> Exercises to complete:
[a] In the HBase temporal filtering thread, how are data rows that are still valid and have an open-ended end time marked in the database?
[b] Continue the HBase temporal filtering thread from the point where it stops.

You are viewing a plain text version of this content. The canonical link for it is here.
Posted to user@hbase.apache.org by Shumin Wu <sh...@gmail.com> on 2012/10/11 01:24:24 UTC

Re: Temporal in Hbase?

How I can miss this reply!!

Hi Anoop,

First, thanks for your reply to my question and apologize for not following
up promptly. I have put off a million of fires and come back to this issue.
Here are my thoughts. Yes, a FilterList with MUST_PASS_ALL works fine for
simple temporal clause.

However, I have a use case like this. I need to find all data having
overlapping time range for a given time range. Some data are valid till
now, which have a open-ended end time timestamp, marked as end_time = null
in our database.

To express it formally, for a given time range [const_st, const_end], where
const_st represents the constant start time and const_et the constant end
time, my task is to find all data rows with start_time and end_time
satisfying this expression:

start_time < const_et and end_time >= const_st or end_time is null.


In a FilterList, I can choose either MUST_PASS_ALL or MUST_PASS_ONE, but
none is applicable to this use case.

It would be nice if there is a temporal filter that allows me to select
data valid between [const_st, const_et] (and that end_time is null will be
automatically interpreted as valid up to now).

My domain is not traditionally Internet area, but I am sure folks in
clickstream business have a similar need. And I am wondering how they solve
this problem.

Temporal is commonly supported in traditional databases. So maybe HBase can
offer the same? I guess the current version does not have this support, and
a customer filter needs to be written by myself. I could be wrong. Please
enlighten me.


Shumin Wu





On Mon, Sep 17, 2012 at 8:16 PM, Anoop Sam John <an...@huawei.com> wrote:

> Hi
> start_time and end_time are 2 qualifiers in your table.
> You can use a FilterList with MUST_PASS_ALL ( AND condition)
> Add SingleColumnValueFilter for each of the qualifier with the value and
> condition..
>
> -Anoop-
>
> ________________________________________
> From: Shumin Wu [shumin.wu@gmail.com]
> Sent: Monday, September 17, 2012 9:58 PM
> To: user@hbase.apache.org
> Subject: Temporal in Hbase?
>
> Hi,
>
> I have a user case to "filter" out rows using an "as of" predicate. For
> example, given a specific time point T, I would like to find all rows where
> start_time<=T<=end_time.
>
> Example hbase table schema:
> row_key, col_A, col_B, start_time, end_time
>
> I am wondering if there is any existing filter that allows me to do this.
>
> If not, I guess I would have to write my own custom filter.

[Region annotation items]

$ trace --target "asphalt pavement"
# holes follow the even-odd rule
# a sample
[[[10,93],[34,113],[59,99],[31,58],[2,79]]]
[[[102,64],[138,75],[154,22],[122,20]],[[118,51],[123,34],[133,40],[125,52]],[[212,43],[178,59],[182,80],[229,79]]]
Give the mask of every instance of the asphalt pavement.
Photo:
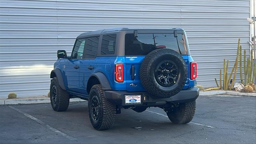
[[[0,106],[0,143],[256,143],[256,97],[200,96],[192,122],[172,123],[164,110],[121,110],[111,129],[95,130],[87,102],[66,112],[50,104]]]

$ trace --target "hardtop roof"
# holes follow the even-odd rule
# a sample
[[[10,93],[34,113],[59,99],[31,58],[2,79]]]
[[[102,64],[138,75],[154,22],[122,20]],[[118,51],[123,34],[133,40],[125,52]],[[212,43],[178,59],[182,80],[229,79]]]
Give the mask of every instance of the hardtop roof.
[[[119,31],[121,30],[184,30],[180,28],[175,28],[170,29],[150,29],[150,28],[114,28],[105,29],[100,30],[97,30],[91,32],[86,32],[79,35],[77,38],[82,38],[90,35],[99,34],[102,33],[107,32]]]

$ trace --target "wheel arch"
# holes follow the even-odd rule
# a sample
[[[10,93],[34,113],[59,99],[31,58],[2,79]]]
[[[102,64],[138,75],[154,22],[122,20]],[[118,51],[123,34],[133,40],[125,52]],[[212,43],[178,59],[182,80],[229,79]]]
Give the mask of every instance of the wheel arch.
[[[92,74],[88,79],[86,86],[86,90],[88,94],[90,93],[92,86],[98,84],[101,84],[102,89],[104,90],[111,90],[107,77],[103,73],[98,72]]]
[[[50,75],[50,78],[53,78],[56,77],[58,78],[58,80],[59,82],[59,84],[61,88],[63,90],[66,90],[65,87],[65,85],[64,84],[64,81],[63,81],[63,78],[62,78],[62,75],[61,73],[61,71],[59,69],[56,69],[55,70],[52,70],[51,72],[51,74]]]

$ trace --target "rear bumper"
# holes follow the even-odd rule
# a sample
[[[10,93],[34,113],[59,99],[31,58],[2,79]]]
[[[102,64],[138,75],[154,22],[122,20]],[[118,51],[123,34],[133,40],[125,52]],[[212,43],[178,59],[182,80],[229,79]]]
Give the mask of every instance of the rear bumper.
[[[160,106],[167,105],[170,103],[186,102],[194,101],[199,95],[199,89],[194,87],[182,90],[177,94],[168,98],[154,98],[146,92],[129,92],[106,90],[104,92],[108,100],[120,106]],[[125,95],[141,95],[141,104],[126,104]],[[145,97],[145,98],[144,98]]]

> In response:
[a] They are marked as end_time = null.

[b]
>
> Thanks,
>
> Shumin Wu
>

RE: Temporal in Hbase?

Posted by "Ramkrishna.S.Vasudevan" <ra...@huawei.com>.
If your Column doesnot contain the given value means
If the end_time qualifier is null still the row should be retrieved right?

As far as I read what is temporal database (am not very much familiar.  Just
read thro WIKI to know what is temporal) it is related to multiversioning of
the same row.
So the same row will have multiple versions.

Suppose
row_key, col_A, col_B, start_time, end_time
row1		xxx	yyy	1800		1801
row1		xxx	yyy	1800		(empty)

As per the versioning if the row1 with empty value for endtime is inserted
then that will show up first.  Now if your versioning is 1 it will try to
retrieve the latest value.
On the SingleColumnValueFilter we have a property called
setFilterIfMissing().  
If the specified value is not found setting this property will filter out
the row.  If you still want the value the property should be false.  Default
is false.

So now if my query is start_time>1800 and end_time<1900 with MUSTPASSALL
then if setFilterIfMissing (false) we can get the latest row which has
endtime empty.
Does this answer your question?

Regards
Ram

> -----Original Message-----
> From: Shumin Wu [mailto:shumin.wu@gmail.com]
> Sent: Thursday, October 11, 2012 4:54 AM
> To: user@hbase.apache.org
> Subject: Re: Temporal in Hbase?
> 
> How I can miss this reply!!
> 
> Hi Anoop,
> 
> First, thanks for your reply to my question and apologize for not
> following
> up promptly. I have put off a million of fires and come back to this
> issue.
> Here are my thoughts. Yes, a FilterList with MUST_PASS_ALL works fine
> for
> simple temporal clause.
> 
> However, I have a use case like this. I need to find all data having
> overlapping time range for a given time range. Some data are valid till
> now, which have a open-ended end time timestamp, marked as end_time =
> null
> in our database.
> 
> To express it formally, for a given time range [const_st, const_end],
> where
> const_st represents the constant start time and const_et the constant
> end
> time, my task is to find all data rows with start_time and end_time
> satisfying this expression:
> 
> start_time < const_et and end_time >= const_st or end_time is null.
> 
> 
> In a FilterList, I can choose either MUST_PASS_ALL or MUST_PASS_ONE,
> but
> none is applicable to this use case.
> 
> It would be nice if there is a temporal filter that allows me to select
> data valid between [const_st, const_et] (and that end_time is null will
> be
> automatically interpreted as valid up to now).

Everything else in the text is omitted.